* Stored rows
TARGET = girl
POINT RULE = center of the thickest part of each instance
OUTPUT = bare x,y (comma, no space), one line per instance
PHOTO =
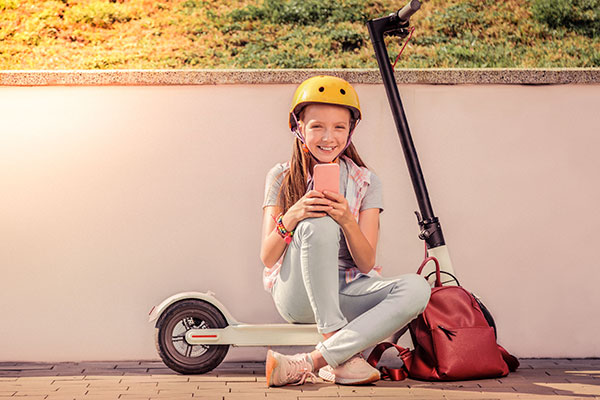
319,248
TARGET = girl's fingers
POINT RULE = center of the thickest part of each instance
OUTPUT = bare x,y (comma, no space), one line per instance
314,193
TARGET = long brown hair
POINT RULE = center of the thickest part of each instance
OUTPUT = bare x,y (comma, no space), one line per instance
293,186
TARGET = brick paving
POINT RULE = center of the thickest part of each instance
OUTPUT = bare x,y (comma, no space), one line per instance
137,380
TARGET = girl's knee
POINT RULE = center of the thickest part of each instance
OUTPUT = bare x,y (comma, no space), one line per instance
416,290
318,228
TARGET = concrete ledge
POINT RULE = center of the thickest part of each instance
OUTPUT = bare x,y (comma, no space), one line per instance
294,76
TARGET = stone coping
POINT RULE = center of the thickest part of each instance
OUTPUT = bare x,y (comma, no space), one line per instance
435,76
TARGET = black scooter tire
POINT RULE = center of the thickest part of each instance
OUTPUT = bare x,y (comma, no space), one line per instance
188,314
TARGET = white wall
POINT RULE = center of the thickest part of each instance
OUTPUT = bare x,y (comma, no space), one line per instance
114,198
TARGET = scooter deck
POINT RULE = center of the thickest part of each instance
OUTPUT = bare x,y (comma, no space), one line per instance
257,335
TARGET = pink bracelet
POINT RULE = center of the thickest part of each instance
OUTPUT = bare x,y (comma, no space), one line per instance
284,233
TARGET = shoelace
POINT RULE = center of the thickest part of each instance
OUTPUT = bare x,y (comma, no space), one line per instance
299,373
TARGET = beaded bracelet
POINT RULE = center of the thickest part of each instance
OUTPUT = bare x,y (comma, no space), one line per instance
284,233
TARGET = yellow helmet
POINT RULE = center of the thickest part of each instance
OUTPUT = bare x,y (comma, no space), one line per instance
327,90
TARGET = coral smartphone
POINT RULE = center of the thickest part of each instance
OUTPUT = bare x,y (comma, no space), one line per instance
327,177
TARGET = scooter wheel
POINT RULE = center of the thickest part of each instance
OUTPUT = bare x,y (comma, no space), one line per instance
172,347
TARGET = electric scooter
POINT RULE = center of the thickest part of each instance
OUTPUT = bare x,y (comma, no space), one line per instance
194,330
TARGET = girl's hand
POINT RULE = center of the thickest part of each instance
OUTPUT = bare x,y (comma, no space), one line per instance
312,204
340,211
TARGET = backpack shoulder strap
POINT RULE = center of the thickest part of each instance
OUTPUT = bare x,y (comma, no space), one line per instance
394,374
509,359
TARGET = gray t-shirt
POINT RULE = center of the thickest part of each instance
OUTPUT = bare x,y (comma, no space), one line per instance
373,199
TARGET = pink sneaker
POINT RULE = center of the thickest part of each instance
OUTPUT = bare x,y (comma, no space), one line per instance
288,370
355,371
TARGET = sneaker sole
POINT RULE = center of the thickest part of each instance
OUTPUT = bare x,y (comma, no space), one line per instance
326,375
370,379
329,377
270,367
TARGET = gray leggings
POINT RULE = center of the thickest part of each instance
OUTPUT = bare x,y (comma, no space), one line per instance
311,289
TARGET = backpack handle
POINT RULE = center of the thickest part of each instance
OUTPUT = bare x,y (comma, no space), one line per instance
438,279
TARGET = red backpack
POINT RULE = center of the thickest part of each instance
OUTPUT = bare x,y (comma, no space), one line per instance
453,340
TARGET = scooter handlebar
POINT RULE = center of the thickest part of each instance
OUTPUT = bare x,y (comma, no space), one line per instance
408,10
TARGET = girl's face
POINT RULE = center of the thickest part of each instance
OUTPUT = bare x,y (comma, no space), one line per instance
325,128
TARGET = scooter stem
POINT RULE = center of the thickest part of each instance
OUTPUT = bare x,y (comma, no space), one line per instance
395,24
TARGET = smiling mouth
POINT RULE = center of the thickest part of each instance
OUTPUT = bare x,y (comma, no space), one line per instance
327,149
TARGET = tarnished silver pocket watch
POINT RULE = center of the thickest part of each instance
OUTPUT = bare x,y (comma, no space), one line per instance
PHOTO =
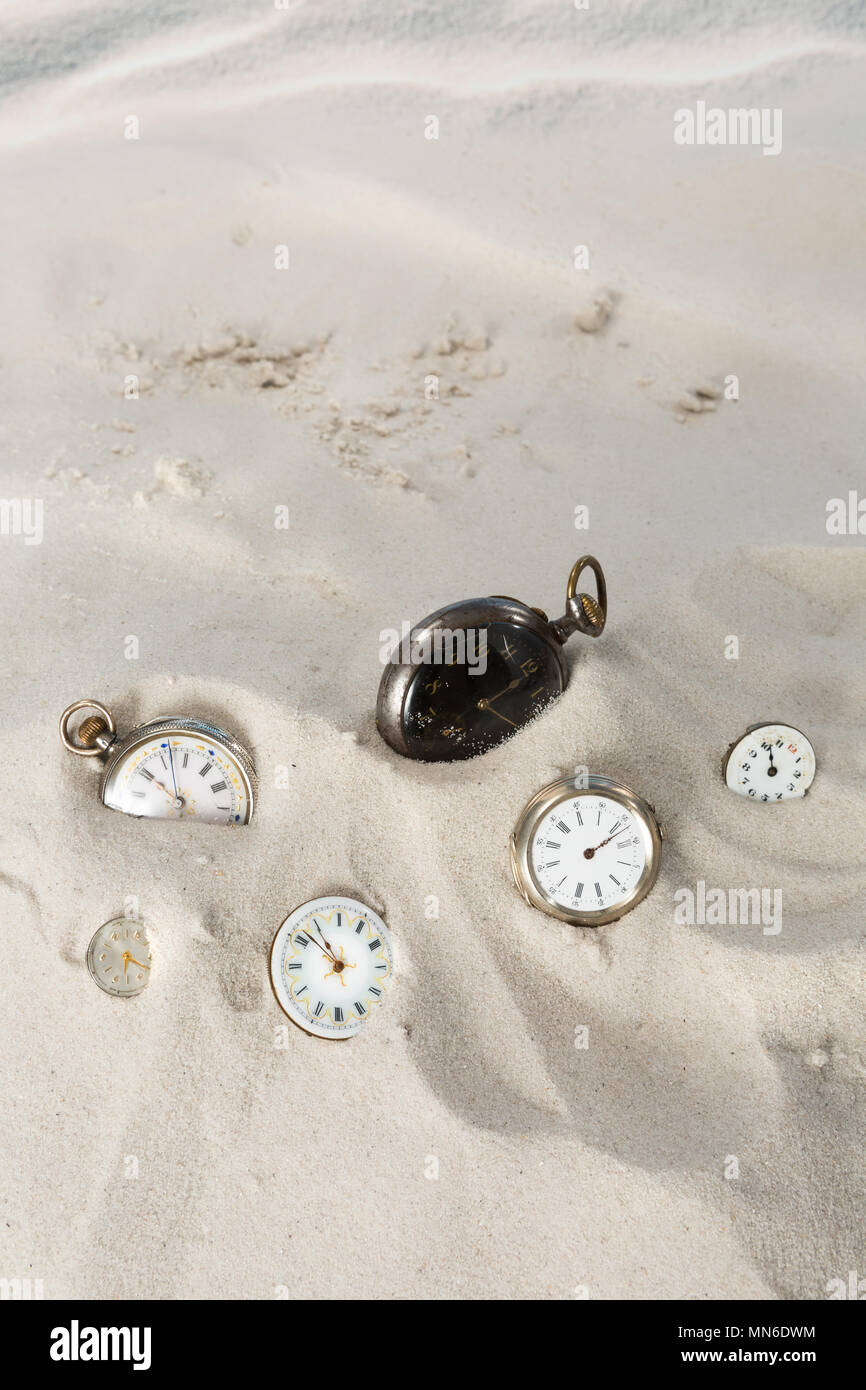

* Aim of the task
Copy every line of the entries above word for word, leaving out the pictures.

* The completed task
TARGET = girl
POINT RULE = center of the thickest part of each instance
OUTPUT = bare x,y (comma, no space), one line per instance
PHOTO =
319,248
TARGET = girl's fingers
POINT RULE = center of the thickest part of each instance
OUTPUT = bare x,y (comma, no space), one line per instance
314,193
TARGET = long brown hair
POINT RULE = center of the thickest part of each instance
OUTPUT = bare x,y (comma, no space), one line per instance
293,186
TARGET = brick paving
POINT RULE = center of the thickest part of each instance
OUTPUT = bare x,y (comma, no space), one line per instance
137,380
TARGET = girl's knee
POINT RULE = center of the thickest part of each instance
OUTPUT = bare x,y (comma, no space), one line per instance
416,290
318,228
TARGET = concrete ledge
POINT RULE = center of the thickest part of each instance
OUTPUT = bare x,y (comma, no space), one line per instance
294,76
TARGET = stone coping
POINT RULE = center of the thickest part of each instance
OUTPUT = bare x,y (comma, no space), one line per instance
435,76
TARGET = black scooter tire
POINT RULE = center of the thickest part of each instance
OUTPUT = bare x,y (comma, no space), one line per instance
188,314
TARGET = white wall
POINT RULE = center of the thickest part of each instance
OUTPUT = bare x,y (comma, no space), one line per instance
114,198
TARGET = scooter deck
POINT RULE = center of the thickest part of each instance
OUTPUT = bare x,y (comma, no space), one line per instance
257,335
TARGET = pink bracelet
POINT RULE = center of the thickest part of each instance
OUTPUT = bare x,y (comma, no space), one line per instance
284,233
TARGET = shoelace
POINT RULE = center of the thickest part of each instance
OUTPUT = bare x,y (comma, no space), one line per instance
299,373
TARGET = beaded bracelet
POINT RULE = center of the thickest part of each instance
OUTPUT = bare x,y (comma, no space), one line per instance
284,233
TARGET = yellow helmet
POINT RULE = center of the thickest part of each instance
OUTPUT = bare x,y (comma, no space), one line per instance
327,90
TARGET = coral smartphone
POINT RULE = center of the thickest part of each instance
OUTPUT = bare x,y (comma, no space), one line per instance
327,177
TARGET = scooter wheel
POINT RULE = center of the thickest part of each instance
OUTPUT = bare x,y (comma, no space), one line per instance
172,347
TARGET = electric scooter
POINT RULE = center of the thickest part of each instance
OUTPUT = bare x,y (comma, no space), one line per instance
194,330
TARGET = girl's hand
POINT RULE = center of the thickest part of each instance
OUTPUT = bare x,y (comma, no space), one line per instance
312,204
340,211
TARGET = backpack shoulder strap
POINT RULE = center of the thickest part of each instance
OUTPUT = bare x,y (comma, no space), one line per instance
394,374
509,359
TARGET = gray t-shirt
POINT RULE = center of the thickest part of each instance
OUTPUT = bare x,y (comma, no space), one line per instance
373,199
TARGET = pink sneaker
POINT RULE = center of the thickest part of each instance
OUTPUT = bare x,y (comma, no space), one line per instance
288,370
355,371
TARGET = sneaker sole
POINT RULE = center of the thickest part of each instance
OUTPUT = bare x,y (comma, no space), one line per instance
326,375
370,379
329,377
270,367
TARGET = gray leggings
POINT RULE = center of the thickest part of each instance
OUTPUT = bare x,y (comma, no space), one line per instance
311,289
TARGET = backpack handle
POINT RULE = center of the thickest part of each instance
OUTPUT = bare x,y (comma, no space), one line per instance
438,279
TARGET = red backpack
POINT RULE = center of the thickest part of each instance
OUTPUT = bare x,y (comma, no space), one line per instance
453,340
TARGET = scooter handlebar
POINT RULE = center of the thickest part of each instance
OUTPUT = bare x,y (comma, no space), one line per instance
408,10
TARGET = girl's face
POINT RULE = center of the thickest part of each instance
OUTPUT = bare x,y (comma, no space), one line per instance
325,128
TARGET = scooter stem
POINT RULE = center of the thickest part of each instance
OUTPUT = bare x,y (comma, no space), one line per instance
395,24
TARGET = smiling mouth
POINT RULE = center of the thickest part of each instance
OUTPUT = bare x,y (comma, no space), one line per instance
327,149
TARGET = tarnished silver pocket watch
POINT RULE = center of the thickest part of each instance
OUTPUT = bare x,y (comma, no space), one line per instance
PHOTO =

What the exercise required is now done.